Innovating the technology: Developing chat moderation
A key aspect of automated processes in communication is the integration of new language and knowledge. When it comes to online communities, it’s also important to moderate spaces to ensure there aren’t abusive or malicious conversations taking place.
So when it comes to Devil2Devil, the UTO, Robots & Pencils and Slack teams developed a “flagbot” to mark and mitigate harmful language in the network. After a report of such verbiage, an automated display of the issue gets sent to Devil2Devil moderators.
This automated process is able to scale itself to the more than 12,000 students connecting through Devil2Devil for the upcoming fall 2022 semester alone. In collaboration with Slack’s ability to alert moderators to potentially harmful words and phrases, the flagbot interface allows them to quickly and effectively respond to statements that could make someone uncomfortable. Together, they’re crucial in maintaining a positive community for incoming and enrolled students to interact.
Innovation at scale: Upping university capabilities
Whether it's the flagbot or other chatbot features, Wilken explains that ASU continuously wants to raise the bar and innovate at scale. “If the bot flags something, somebody can review, so that’s about scale,” and gives relief to staff who would have to do every part of the process manually.
There are other examples of UTO and ASU striving to elevate possibilities to support their large and diverse community. ASU Online Success Coaches already work diligently to support the students earning their degree through online asynchronous modalities. A Slack chatbot that can introduce ASU Online students to the Success Coach system is now in development. This chatbot will be able to make connections to a student’s personal representative and provide an immediate through-line to support.
The chatbot is being designed to accelerate the introduction process and make it even easier for students to find their Success Coaches and get the help and information they need. The automated process keeps them engaged with a low-stress environment and can be applied to the more than 55,000 students that make up ASU Online.
“This feature helps scale the community building in the Success Coach space and connect students with communities of interest,” said Nate Corwin, UTO Director IT Service Transformation.
A blossoming partnership
From Devil2Devil to Success Coach support, the products of this innovative collaboration illustrate the priorities of student success, technical development and power of scalability.
“We’re using chatbots for personalization,” said Thomas, and that ranges from Devil2Devil to other automated processes at ASU. “We want students to feel engaged and that ASU, as large as it is, personally cares about them and their enrollment process.” Chatbots are just one way to augment the human experience our teams provide for incoming students.
“Devil2Devil helped me join groups before even attending ASU and make friends who were living in my same residential hall,” said Noel, citing the automated frameworks provided by the Slack space as convenient introductions to a community.
And more bots are in the works. The ASU Experience Center (EC) leverages a financial aid chatbot to get students answers to their questions even faster, and an expansion to all EC services, such as technical support, is on the way. A “coursebot” developed by a small in-house team at Slack and implemented with the input of ASU brings students into the appropriate Slack workspace right out of Canvas, the university’s learning management system. Its eventual integration also embodies the collaboration that the three collaborators have demonstrated with agile workflows and handoffs.

Exercise description:
Decide whether each statement agrees with the text on ASU's chatbots. Answer yes or no for each and quote the words from the text that settle it.
(a) The flagbot was developed by the UTO, Robots & Pencils and Slack teams.
(b) The Slack chatbot that introduces ASU Online students to the Success Coach system is already in use.
(c) The coursebot brings students into a Slack workspace from Canvas.

Excerpted records:
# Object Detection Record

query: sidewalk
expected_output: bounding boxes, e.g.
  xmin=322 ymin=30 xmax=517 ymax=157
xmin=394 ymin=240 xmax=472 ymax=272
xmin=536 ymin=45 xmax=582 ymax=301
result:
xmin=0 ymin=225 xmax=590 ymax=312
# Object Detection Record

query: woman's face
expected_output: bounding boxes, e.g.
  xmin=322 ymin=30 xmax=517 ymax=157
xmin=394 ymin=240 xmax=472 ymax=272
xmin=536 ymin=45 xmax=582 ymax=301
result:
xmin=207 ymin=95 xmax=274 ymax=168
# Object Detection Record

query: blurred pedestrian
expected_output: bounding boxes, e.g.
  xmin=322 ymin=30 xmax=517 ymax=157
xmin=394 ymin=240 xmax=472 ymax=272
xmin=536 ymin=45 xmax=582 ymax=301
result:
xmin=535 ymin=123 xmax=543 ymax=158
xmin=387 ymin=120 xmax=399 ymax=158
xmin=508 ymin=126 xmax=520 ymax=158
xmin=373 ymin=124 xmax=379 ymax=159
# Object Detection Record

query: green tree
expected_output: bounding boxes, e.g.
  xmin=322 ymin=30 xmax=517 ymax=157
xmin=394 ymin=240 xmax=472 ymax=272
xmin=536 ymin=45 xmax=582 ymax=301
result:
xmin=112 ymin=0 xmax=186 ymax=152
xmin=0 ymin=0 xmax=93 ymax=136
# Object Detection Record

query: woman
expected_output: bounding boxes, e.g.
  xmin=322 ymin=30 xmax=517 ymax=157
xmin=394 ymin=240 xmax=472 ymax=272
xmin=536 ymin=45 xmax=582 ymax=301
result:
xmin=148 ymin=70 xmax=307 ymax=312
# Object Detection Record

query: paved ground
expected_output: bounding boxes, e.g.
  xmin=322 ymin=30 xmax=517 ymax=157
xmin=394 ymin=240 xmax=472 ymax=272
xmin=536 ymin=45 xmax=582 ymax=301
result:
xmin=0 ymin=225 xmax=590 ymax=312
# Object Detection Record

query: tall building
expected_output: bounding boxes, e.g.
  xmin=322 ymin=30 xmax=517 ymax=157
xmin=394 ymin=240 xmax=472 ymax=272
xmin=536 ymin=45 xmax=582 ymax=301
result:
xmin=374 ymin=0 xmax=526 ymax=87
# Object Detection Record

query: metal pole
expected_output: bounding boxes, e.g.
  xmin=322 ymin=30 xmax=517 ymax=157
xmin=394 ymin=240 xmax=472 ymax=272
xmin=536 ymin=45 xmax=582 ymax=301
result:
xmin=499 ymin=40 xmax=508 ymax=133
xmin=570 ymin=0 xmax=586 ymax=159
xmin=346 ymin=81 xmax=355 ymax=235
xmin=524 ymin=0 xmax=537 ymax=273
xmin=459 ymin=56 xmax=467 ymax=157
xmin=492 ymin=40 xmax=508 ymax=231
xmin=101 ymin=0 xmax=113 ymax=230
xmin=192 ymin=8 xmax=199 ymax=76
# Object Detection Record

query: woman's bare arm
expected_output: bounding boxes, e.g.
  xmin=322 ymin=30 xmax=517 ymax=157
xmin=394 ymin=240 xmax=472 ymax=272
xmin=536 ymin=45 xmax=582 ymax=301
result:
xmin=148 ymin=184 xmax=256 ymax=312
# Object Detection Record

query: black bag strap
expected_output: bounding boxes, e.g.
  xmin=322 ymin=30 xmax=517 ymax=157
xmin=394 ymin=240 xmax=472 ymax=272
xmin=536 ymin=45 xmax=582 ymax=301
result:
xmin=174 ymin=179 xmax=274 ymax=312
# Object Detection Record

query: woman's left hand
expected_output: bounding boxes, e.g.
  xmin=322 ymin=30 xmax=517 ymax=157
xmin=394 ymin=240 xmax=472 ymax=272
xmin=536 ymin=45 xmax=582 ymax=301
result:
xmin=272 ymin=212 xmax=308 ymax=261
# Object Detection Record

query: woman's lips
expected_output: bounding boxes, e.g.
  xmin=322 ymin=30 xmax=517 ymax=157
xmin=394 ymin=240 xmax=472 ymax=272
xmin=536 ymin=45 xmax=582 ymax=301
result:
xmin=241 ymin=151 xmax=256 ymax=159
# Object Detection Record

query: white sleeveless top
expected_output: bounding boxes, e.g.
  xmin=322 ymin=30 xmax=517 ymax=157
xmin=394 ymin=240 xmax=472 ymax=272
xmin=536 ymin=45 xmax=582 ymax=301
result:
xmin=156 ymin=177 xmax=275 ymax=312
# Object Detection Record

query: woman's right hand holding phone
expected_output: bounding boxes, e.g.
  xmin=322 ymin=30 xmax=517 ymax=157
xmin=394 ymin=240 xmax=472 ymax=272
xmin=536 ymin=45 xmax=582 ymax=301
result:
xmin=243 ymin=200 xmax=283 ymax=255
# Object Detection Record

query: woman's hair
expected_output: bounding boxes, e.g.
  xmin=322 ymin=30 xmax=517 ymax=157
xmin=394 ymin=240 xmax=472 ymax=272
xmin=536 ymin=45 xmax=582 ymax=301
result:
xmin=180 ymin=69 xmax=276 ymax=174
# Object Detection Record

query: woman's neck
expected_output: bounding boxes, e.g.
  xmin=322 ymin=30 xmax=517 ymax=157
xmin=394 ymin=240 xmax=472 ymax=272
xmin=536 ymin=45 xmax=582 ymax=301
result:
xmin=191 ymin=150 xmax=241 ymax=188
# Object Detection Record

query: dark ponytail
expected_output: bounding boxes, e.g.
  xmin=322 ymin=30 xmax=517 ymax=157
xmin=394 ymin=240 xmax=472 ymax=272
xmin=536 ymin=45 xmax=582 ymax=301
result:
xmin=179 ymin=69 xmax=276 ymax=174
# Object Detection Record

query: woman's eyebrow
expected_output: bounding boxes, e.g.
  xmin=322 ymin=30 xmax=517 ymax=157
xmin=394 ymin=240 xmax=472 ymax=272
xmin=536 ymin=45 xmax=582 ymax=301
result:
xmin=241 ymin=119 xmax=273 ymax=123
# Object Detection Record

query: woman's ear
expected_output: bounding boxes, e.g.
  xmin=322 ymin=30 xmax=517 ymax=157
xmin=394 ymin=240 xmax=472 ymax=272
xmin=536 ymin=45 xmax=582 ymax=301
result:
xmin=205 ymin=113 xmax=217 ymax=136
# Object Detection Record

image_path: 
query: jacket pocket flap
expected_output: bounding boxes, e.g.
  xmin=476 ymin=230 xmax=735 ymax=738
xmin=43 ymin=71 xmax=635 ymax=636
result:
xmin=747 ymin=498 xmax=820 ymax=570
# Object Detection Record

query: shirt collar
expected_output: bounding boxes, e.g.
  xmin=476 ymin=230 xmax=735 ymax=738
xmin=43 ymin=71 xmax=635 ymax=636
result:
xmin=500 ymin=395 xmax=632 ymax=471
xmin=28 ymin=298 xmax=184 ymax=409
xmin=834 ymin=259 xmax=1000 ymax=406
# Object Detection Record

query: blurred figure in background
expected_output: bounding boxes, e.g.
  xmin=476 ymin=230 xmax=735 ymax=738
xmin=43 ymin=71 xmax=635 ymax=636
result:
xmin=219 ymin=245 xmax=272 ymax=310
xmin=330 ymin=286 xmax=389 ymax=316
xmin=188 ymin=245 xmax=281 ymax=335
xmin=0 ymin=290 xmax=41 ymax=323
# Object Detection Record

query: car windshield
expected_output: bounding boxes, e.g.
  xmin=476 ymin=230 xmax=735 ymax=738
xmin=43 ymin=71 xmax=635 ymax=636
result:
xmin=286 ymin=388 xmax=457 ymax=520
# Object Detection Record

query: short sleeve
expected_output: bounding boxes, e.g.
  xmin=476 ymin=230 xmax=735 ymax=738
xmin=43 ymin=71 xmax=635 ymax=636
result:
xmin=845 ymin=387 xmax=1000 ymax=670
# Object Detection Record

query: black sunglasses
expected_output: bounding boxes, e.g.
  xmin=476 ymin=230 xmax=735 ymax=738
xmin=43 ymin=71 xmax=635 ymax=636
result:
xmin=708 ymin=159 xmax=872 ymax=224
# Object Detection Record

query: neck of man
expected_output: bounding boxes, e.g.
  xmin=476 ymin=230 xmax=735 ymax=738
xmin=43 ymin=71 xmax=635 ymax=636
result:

Exercise response:
(a) Yes: "the UTO, Robots & Pencils and Slack teams developed a “flagbot” to mark and mitigate harmful language in the network."
(b) No: "A Slack chatbot that can introduce ASU Online students to the Success Coach system is now in development."
(c) Yes: "brings students into the appropriate Slack workspace right out of Canvas, the university’s learning management system."